Records of labeled points:
####################

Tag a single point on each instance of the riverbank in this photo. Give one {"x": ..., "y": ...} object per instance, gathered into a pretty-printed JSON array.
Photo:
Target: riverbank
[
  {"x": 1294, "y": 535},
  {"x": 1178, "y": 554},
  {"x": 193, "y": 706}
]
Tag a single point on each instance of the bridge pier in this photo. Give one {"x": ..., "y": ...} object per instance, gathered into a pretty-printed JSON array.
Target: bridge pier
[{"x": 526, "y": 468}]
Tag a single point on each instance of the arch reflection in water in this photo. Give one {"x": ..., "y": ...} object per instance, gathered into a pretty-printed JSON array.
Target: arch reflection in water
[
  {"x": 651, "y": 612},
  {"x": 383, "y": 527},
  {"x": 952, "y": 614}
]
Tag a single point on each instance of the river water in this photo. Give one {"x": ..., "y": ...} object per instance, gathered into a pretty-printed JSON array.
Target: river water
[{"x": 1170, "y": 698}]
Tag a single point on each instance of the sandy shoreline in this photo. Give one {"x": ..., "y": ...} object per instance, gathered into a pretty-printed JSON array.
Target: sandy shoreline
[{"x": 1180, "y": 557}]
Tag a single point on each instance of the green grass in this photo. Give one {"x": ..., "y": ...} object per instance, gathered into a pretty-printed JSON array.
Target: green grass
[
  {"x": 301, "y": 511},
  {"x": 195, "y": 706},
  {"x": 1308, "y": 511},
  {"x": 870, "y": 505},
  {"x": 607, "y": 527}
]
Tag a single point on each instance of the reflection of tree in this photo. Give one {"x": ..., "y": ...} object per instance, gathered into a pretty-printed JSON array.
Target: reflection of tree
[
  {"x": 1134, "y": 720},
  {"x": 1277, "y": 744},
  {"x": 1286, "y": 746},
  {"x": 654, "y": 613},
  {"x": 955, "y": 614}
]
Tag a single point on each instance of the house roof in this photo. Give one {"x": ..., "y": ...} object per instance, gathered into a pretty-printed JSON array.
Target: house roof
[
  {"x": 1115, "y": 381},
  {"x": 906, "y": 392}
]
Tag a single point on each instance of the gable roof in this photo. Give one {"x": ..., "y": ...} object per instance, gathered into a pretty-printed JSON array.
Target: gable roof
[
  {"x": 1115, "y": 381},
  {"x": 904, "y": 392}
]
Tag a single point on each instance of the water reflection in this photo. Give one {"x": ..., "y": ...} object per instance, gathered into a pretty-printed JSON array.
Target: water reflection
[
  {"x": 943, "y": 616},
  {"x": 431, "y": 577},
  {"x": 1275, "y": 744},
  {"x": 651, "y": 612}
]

####################

* **EXERCISE AIM**
Format the lines above as a Markdown table with the columns n and Line, giving each non-blank line its own numbered row.

* **RESULT OF THIS EXERCISE**
| n | Line |
|---|---|
| 1 | Tag a single point on each instance of the riverbank in this photo. Give one {"x": ..., "y": ...} object per instance, gathered into a pretty-printed JSON array. |
| 2 | Photo: |
| 3 | Target: riverbank |
| 4 | [ |
| 5 |   {"x": 1294, "y": 535}, |
| 6 |   {"x": 1178, "y": 554}, |
| 7 |   {"x": 193, "y": 706} |
| 8 | ] |
| 9 | Tag a single point on each instance of the bridge pier in this photo. Give one {"x": ..., "y": ...} object per instance, gathered into a pretty-printed JSON array. |
| 10 | Target: bridge pier |
| 11 | [{"x": 526, "y": 468}] |
| 12 | Tag a single point on each instance of the arch reflection in water in this photo. Give one {"x": ..., "y": ...} object per instance, gathered into a pretty-printed JSON array. |
| 13 | Target: arch reflection in water |
| 14 | [ |
| 15 |   {"x": 651, "y": 612}, |
| 16 |   {"x": 383, "y": 527}, |
| 17 |   {"x": 952, "y": 614} |
| 18 | ] |
| 19 | Tag a single point on each instance of the river water in this photo. Give one {"x": ..., "y": ...} object per instance, gathered into a pretty-printed JSON array. |
| 20 | Target: river water |
| 21 | [{"x": 1170, "y": 698}] |
| 22 | Tag a single point on each instance of the sandy shoreline in this photo. Give one {"x": ..., "y": ...} object per instance, gathered into a pretty-printed JSON array. |
| 23 | Target: sandy shoreline |
| 24 | [{"x": 1180, "y": 557}] |
| 25 | Tag a single point on each instance of the green grass in this photo. Give one {"x": ..., "y": ...} object per instance, gathered into a pretty-printed JSON array. |
| 26 | Target: green grass |
| 27 | [ |
| 28 |   {"x": 301, "y": 511}, |
| 29 |   {"x": 195, "y": 706}, |
| 30 |   {"x": 1308, "y": 511}, |
| 31 |   {"x": 870, "y": 505}, |
| 32 |   {"x": 607, "y": 527} |
| 33 | ] |
| 34 | Tag a single point on each instance of the reflection of tree in this photo. Give one {"x": ..., "y": ...} object per instance, gathered into a pretty-printed JSON array. |
| 35 | Target: reflection of tree |
| 36 | [ |
| 37 |   {"x": 1134, "y": 720}, |
| 38 |   {"x": 1277, "y": 744}, |
| 39 |   {"x": 1286, "y": 746}, |
| 40 |   {"x": 654, "y": 613}, |
| 41 |   {"x": 955, "y": 614} |
| 42 | ] |
| 43 | Tag a single point on each instance of the house roof in this photo. Give one {"x": ..., "y": ...} object per instance, gathered into a pretty-printed JSON array. |
| 44 | Target: house roof |
| 45 | [ |
| 46 |   {"x": 1115, "y": 381}, |
| 47 |   {"x": 906, "y": 392} |
| 48 | ] |
| 49 | Tag a single point on each instance of the gable roof in this photo. Give one {"x": ..., "y": ...} object per instance, gathered into a pretty-printed JSON array. |
| 50 | Target: gable roof |
| 51 | [ |
| 52 |   {"x": 1115, "y": 381}, |
| 53 |   {"x": 904, "y": 392} |
| 54 | ] |
| 55 | Tag a single point on each instance of the water reflection in this photo. Give one {"x": ..., "y": ...} object per instance, gathered into a pretty-printed JSON array. |
| 56 | Target: water reflection |
| 57 | [ |
| 58 |   {"x": 943, "y": 616}, |
| 59 |   {"x": 431, "y": 577}, |
| 60 |   {"x": 1275, "y": 744}, |
| 61 |   {"x": 651, "y": 612} |
| 62 | ] |